Extracted text:
* begin *
When the absolute value of the current value signal Id falls to or below a predetermined value (100 A), the control circuit 27 transmits the permission signal Pm, which is a high-level pulse signal, to the control line 33, turns off the switching elements TR5 and TR8, and starts the inverter circuit 22, which has been stopped. As a result, the current flowing in the DC reactor DCL flows through the path of: the switching element TR7→the current detector CT→the output terminal 29→the workpiece W→the arc 8→the electrode 7→the output terminal 28→the switching element TR6→the rectifier diode DR2. Thus, the polarity switches to the forward polarity (EN). Incidentally, the predetermined value is not limited to 100 A and may be any current value that enables suppressing the induced voltage of the external inductance Lx to an acceptable value. In the case where the absolute value of the current value signal Id has not fallen to or below the predetermined value (100 A) as well, the control circuit 27 turns off the switching elements TR5 and TR8 and starts the inverter circuit 22, which has been stopped, to perform switching to the forward polarity (EN) when it receives the permission signal Pm from the control line 33.

FIG. 3 is a view showing the outputted welding current Iw in the welding system A1 according to Embodiment 1 of the present disclosure. The following describes the operations of the welding system A1 with reference to the figure. In the figure, (a) shows the synchronization signal, (b) shows the permission signal Pm, (c) shows the welding current Iw, (d) shows the output control drive signals Idr, (e) shows the on/off state of the switching elements TR5 and TR8 of the polarity switching circuit 25, and (f) shows the on/off state of the switching elements TR6 and TR7 of the polarity switching circuit 25.
* end *
To-do list:
1 - From the welding system passage, quote everything from "FIG. 3 is a" down to "switching circuit 25.".
2 - In the welding system passage, what does part (c) of FIG. 3 show?

Information supplied:
* begin *
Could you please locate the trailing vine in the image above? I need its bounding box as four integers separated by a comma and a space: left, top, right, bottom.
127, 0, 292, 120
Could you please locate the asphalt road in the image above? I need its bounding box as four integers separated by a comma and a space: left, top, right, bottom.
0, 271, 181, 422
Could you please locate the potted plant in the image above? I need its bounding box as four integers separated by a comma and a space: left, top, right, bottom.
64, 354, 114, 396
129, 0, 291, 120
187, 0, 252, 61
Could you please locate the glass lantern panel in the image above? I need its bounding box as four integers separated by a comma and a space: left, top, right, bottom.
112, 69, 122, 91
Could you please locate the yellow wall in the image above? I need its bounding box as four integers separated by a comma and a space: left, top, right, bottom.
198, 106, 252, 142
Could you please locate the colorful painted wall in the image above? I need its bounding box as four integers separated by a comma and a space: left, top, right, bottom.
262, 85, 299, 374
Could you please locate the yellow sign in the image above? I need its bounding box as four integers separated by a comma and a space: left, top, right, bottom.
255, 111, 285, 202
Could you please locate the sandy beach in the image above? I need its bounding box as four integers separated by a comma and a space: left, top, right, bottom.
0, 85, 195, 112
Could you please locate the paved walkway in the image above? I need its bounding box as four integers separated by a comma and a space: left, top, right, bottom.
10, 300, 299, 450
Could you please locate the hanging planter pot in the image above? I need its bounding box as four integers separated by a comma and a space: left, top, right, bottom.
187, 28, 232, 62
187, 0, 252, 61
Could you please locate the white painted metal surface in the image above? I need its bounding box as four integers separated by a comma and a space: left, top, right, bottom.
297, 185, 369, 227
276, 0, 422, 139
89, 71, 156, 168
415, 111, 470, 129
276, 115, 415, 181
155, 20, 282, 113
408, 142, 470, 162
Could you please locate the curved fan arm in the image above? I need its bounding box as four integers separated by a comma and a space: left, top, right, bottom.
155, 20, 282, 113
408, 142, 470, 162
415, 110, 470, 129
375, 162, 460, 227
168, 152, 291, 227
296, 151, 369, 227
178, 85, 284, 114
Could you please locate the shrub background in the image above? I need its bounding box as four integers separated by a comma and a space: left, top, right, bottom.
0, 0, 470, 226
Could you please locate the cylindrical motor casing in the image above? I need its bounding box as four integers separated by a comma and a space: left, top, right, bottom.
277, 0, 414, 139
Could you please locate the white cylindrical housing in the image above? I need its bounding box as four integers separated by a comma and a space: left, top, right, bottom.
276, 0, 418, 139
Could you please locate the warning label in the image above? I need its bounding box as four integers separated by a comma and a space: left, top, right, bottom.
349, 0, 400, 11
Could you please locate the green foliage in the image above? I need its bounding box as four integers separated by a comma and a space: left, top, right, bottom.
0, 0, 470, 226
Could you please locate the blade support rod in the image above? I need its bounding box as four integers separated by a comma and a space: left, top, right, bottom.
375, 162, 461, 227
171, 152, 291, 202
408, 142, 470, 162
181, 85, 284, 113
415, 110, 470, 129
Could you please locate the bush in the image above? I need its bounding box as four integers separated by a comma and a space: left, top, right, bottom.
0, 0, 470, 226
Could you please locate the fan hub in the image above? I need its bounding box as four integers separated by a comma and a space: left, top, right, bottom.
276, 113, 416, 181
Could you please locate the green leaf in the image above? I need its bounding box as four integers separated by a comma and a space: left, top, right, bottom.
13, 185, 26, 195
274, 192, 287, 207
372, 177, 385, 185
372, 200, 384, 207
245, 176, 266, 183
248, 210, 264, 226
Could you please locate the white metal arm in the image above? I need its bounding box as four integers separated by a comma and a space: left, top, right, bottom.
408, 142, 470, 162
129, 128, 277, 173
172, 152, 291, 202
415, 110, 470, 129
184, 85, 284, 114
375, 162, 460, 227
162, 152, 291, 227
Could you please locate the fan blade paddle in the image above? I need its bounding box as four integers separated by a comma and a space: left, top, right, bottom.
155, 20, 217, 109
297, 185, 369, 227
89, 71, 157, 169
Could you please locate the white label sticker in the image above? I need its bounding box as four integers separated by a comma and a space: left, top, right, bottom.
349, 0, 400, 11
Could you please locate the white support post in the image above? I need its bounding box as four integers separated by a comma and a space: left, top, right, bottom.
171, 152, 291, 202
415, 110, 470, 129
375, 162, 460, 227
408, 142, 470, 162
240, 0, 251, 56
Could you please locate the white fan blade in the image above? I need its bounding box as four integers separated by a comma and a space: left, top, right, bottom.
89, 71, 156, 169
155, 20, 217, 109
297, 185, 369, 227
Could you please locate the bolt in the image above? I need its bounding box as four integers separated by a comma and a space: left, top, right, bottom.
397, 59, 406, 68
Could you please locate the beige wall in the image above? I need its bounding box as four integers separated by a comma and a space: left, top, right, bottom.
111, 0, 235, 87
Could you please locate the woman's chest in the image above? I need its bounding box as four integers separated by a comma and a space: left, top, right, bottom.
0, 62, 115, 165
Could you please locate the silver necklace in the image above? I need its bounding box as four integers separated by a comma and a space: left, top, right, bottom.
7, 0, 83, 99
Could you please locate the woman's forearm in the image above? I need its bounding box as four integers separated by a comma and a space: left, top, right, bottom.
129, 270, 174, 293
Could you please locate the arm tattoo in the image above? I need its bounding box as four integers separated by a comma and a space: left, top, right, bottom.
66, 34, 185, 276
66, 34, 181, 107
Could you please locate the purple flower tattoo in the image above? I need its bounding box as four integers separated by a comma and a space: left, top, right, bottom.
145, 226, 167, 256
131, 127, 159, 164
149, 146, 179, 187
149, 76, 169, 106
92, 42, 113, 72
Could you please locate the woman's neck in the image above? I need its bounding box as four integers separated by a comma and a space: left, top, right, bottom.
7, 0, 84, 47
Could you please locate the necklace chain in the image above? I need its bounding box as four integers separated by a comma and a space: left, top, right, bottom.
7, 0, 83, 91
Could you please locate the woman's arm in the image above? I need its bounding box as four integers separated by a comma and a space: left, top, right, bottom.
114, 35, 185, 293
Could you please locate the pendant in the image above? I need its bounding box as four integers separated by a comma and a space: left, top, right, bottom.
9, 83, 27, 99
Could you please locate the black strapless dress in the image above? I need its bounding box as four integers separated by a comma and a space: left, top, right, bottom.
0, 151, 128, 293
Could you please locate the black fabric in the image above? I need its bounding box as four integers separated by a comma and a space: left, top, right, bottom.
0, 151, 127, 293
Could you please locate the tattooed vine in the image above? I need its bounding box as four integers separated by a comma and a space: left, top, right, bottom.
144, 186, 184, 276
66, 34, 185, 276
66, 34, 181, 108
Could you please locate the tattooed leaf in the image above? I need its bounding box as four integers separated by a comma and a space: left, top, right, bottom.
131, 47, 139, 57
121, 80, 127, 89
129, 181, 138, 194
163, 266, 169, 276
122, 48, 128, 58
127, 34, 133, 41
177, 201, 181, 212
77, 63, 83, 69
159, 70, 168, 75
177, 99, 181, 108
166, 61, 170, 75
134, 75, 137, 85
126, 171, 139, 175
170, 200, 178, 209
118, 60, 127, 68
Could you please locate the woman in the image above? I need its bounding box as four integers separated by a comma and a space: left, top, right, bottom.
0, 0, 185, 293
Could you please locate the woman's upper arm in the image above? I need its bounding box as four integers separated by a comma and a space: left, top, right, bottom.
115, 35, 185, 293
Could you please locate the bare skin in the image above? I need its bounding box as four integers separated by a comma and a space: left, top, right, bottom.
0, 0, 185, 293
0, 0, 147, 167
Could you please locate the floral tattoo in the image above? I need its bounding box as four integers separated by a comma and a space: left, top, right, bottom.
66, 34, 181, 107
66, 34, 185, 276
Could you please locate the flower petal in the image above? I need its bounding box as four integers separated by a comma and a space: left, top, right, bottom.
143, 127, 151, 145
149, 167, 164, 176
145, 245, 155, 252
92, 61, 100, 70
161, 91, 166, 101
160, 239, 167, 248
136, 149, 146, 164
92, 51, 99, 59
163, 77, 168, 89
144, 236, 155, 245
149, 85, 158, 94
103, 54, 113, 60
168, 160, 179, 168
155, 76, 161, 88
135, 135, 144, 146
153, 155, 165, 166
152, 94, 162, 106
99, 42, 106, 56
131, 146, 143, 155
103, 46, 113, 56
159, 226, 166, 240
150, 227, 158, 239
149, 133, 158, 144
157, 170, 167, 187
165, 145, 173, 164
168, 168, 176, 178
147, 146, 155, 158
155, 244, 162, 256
* end *
Results of the tasks:
1 -
FIG. 3 is a view showing the outputted welding current Iw in the welding system A1 according to Embodiment 1 of the present disclosure. The following describes the operations of the welding system A1 with reference to the figure. In the figure, (a) shows the synchronization signal, (b) shows the permission signal Pm, (c) shows the welding current Iw, (d) shows the output control drive signals Idr, (e) shows the on/off state of the switching elements TR5 and TR8 of the polarity switching circuit 25, and (f) shows the on/off state of the switching elements TR6 and TR7 of the polarity switching circuit 25.

2 - The welding current Iw.